Copy each of the rows below verbatim, omitting the pictures from your answer.

##### DATA LINES

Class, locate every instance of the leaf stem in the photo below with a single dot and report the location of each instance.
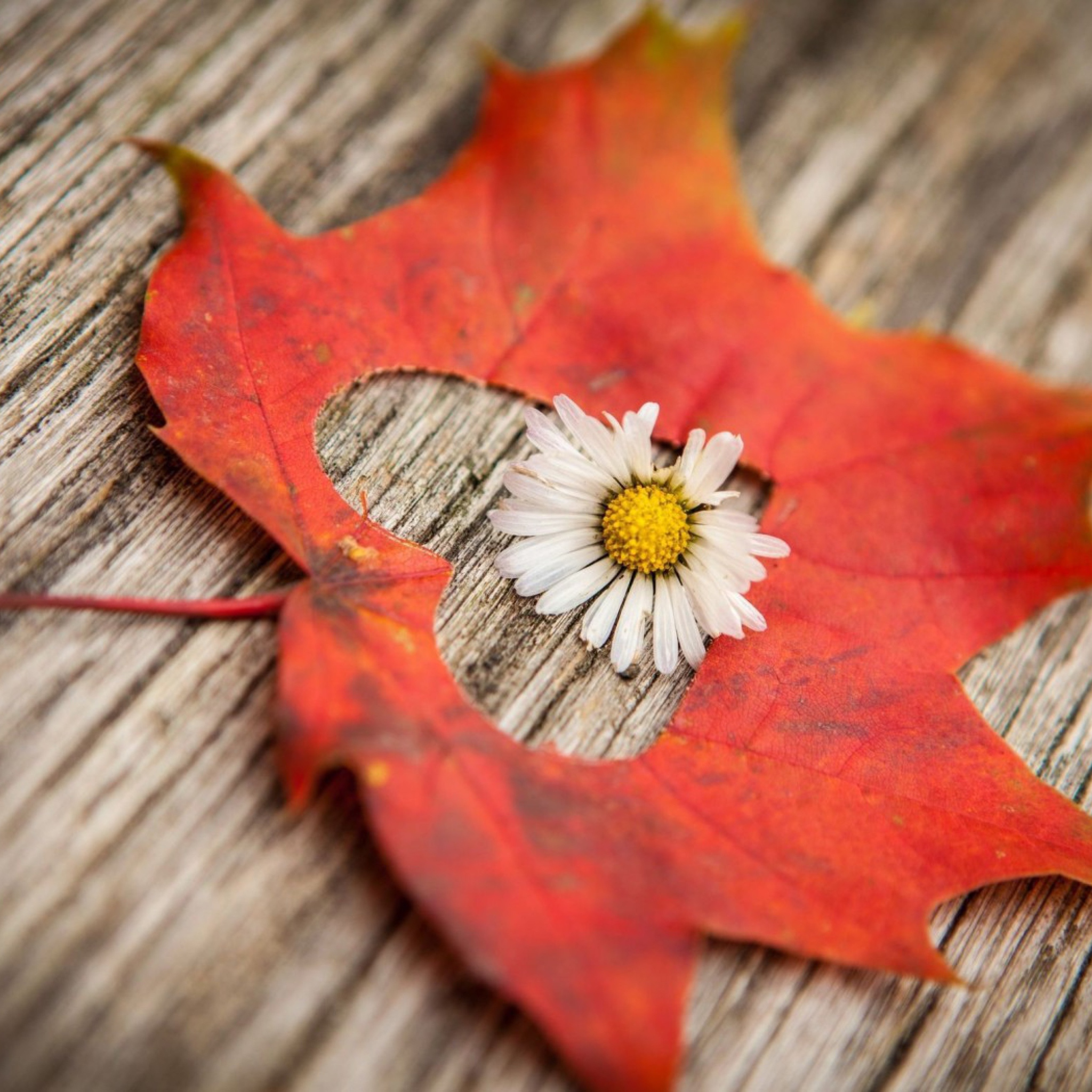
(257, 606)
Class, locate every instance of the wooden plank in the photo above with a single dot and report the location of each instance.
(165, 924)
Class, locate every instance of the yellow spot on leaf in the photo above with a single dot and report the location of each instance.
(357, 553)
(377, 775)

##########

◆ **WRITTEN ANSWER**
Class, locate every instance of the leaf stem in the photo below with a single dot and report the location of each instance.
(257, 606)
Class, locate every instance of the wooden plank in the photo above with a single dot and report the location of each instance.
(165, 924)
Class, locate every instance of the yellow spot on leaf in the photo above with a single dot and report the location of each instance.
(357, 553)
(377, 775)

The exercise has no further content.